● Entries supplied

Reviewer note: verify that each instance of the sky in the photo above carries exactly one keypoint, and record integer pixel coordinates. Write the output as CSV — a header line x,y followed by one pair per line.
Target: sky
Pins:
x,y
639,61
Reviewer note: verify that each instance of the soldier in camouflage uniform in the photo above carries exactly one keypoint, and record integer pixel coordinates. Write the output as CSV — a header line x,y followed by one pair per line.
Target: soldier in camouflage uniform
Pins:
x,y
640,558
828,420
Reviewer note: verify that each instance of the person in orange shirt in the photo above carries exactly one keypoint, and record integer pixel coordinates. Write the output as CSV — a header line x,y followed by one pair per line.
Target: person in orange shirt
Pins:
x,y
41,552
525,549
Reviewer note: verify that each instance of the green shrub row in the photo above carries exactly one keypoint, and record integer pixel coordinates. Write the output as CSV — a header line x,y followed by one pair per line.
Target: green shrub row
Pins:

● Exercise prompt
Say how many lines in the entries contain the string "Reviewer", and say nothing else.

● Solution below
4